Como era seu costume, Cook desembarcou a fim de capturar um dos principais chefes e usá-lo como refém na troca de pelo bote. Talvez pelo fato de saberem que o bote já fora desmantelado para aproveitamento das peças de metal, os havaianos fizeram uma ruidosa manifestação de protesto, que logo degenerou em conflito aberto. Só restou a Cook retornar à praia e, ao Resolution, sob um violento ataque com pedras.
O bote de Cook já começava a se afastar da praia. Mosquetes começaram a ser disparados. Alguns tiros foram contidos pelas esteiras que protegiam o corpo dos havaianos, mas pelo menos um de seus guerreiros caiu morto. (...)
Ainda à beira da praia, Cook voltou-se na direção do mar e ergueu a mão para ordenar o cessar-fogo. Foi então que, ao se voltar, um dos guerreiros o atingiu com um porrete. Ele caiu de joelhos na água e logo outros guerreiros aproximaram-se e o golpearam com facas “[18].
A chegada do Resolution no Havaí[19].

A vida de um dos maiores exploradores do Pacífico terminava ali, nas regiões que eternizaram seu nome. A expedição, no entanto, continuou, se encerrando em outubro de 1780, quando as duas embarcações retornaram à Inglaterra. Logo após a morte de Cook, os exploradores ainda tentaram estabelecer uma rota de passagem setentrional entre o Pacífico e o Atlântico, porém sem resultados.
Ao concluir essa sequência de textos sobre James Cook, me pego novamente pensando na questão que levantei lá no primeiro texto[20] sobre esse explorador inglês: que lugar a História da Civilização Atlântica “guarda” para o navegante inglês James Cook? Talvez não exista uma resposta a essa minha pergunta. Talvez sejam várias as respostas. Cook alargou o Império Britânico, muito além do Atlântico, “orientalizou” o mundo inglês, “orientalizou” as grandes navegações. Cook navegou por águas que jamais haviam sido exploradas da forma com que foram por este inglês. “Considerando que quase 300 anos haviam passado desde a primeira viagem de Colombo, é assombroso o quão pouco se conhecia do Pacífico Norte. Os americanos nem sequer tinham uma ideia precisa das dimensões efetivas de seu imenso continente. O litoral noroeste da América do Norte era menos conhecido do que a costa oeste da África, esquadrinhada pelos navios negreiros. Poucos exploradores haviam se aventurado até os limites das águas do Pacífico Norte” [21].
Hoje, mais de trinta milhões de pessoas falam inglês nas diversas ilhas e arquipélagos do Pacífico, muito em vista das expedições comandadas por Cook. Desde o pequeno território das ilhas Cook, com cerca de 240 quilômetros quadrados e pouco mais de 19000 habitantes[22], até o “continente-ilha” Austrália, todas essas áreas se reportam à figura do maior desbravador do Pacífico.

→ Listagem
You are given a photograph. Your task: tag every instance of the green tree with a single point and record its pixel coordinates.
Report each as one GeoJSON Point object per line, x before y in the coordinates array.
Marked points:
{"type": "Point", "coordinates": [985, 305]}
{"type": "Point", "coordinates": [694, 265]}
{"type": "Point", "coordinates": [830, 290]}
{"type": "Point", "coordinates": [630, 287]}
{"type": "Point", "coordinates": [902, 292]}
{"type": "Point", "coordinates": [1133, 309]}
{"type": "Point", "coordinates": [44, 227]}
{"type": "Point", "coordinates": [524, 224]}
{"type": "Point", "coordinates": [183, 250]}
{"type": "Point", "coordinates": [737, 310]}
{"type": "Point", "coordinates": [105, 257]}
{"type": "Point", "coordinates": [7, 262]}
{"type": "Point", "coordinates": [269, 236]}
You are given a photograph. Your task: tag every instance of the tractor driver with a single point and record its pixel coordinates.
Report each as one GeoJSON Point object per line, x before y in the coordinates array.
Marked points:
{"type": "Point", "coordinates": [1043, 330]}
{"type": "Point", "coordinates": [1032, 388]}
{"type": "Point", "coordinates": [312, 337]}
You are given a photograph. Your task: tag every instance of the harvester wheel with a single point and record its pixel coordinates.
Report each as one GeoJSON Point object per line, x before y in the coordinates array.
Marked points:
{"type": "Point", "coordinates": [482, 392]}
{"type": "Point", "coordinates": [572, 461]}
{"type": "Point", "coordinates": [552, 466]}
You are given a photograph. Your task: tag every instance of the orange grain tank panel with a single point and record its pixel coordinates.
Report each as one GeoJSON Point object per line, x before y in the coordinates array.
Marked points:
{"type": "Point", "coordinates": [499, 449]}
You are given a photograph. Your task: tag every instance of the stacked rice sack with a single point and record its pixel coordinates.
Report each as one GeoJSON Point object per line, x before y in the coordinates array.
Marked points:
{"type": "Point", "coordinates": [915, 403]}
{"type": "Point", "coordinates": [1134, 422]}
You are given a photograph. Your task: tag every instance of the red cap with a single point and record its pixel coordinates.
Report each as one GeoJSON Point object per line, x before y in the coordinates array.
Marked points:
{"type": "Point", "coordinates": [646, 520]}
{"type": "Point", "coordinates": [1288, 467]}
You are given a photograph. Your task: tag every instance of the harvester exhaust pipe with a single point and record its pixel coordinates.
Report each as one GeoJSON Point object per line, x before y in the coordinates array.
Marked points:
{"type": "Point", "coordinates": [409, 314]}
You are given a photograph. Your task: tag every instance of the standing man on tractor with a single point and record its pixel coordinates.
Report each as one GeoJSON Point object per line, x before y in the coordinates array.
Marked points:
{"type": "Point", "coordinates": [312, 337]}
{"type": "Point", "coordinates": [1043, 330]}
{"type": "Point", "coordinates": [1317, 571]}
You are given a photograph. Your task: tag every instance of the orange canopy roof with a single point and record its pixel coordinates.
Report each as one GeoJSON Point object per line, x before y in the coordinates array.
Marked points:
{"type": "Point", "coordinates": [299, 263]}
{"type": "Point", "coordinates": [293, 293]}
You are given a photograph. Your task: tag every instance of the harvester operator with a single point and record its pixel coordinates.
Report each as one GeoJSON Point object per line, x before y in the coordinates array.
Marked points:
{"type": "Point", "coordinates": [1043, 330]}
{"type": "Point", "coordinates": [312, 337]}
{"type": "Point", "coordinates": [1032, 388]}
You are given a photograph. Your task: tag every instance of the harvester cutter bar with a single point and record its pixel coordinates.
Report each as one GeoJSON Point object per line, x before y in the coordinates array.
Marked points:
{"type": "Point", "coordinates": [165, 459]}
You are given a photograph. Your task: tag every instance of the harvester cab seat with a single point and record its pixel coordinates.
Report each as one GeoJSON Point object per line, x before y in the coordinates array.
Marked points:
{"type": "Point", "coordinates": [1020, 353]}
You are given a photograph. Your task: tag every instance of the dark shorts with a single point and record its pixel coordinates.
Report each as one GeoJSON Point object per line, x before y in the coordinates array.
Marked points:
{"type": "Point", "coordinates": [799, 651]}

→ Tarefa
Redija a continuação do trecho sobre James Cook, partindo do ponto em que ele termina. A listagem não guarda relação alguma com o trecho sobre James Cook.

→ Resposta à tarefa
Expedições como as que foram realizadas por Charles Darwin, a bordo do Beagle, entre 1831 e 1836, e que são conhecidas por nós, muito mais do que as expedições de Cook, ocorreram, sem dúvidas, devido aos sucessos das expedições deste, das inovações que acompanharam as viagens do Endeavour, do Resolution, do Adventure e do Discovery. A possibilidade de levar Banks a uma das expedições possibilitou a figura de cientistas nas embarcações inglesas que singraram os mares e oceanos no século XIX. Foi Cook um expoente iluminista do século XVIII? Talvez não, porém o cientificismo, o experimento e a descoberta o acompanharam durante as três viagens.             
 Talvez a forma mais sensata de concluir a sequencia seja afirmando que, se não foi personagem principal da civilização atlântica, foi fundamental em muitas das transformações ocorridas no “mundo Atlântico”, tendo em vista o papel determinante que exerceu nas águas do Pacífico e na História.
Darwin. Eis um dos ecos e resultados do extenso trabalho feito por Cook, décadas antes[23].

           
            





[1] RAMOS, Pedro Henrique Maloso.
[2] Para a leitura dos outros textos dessa série procure por James Cook nesse blog.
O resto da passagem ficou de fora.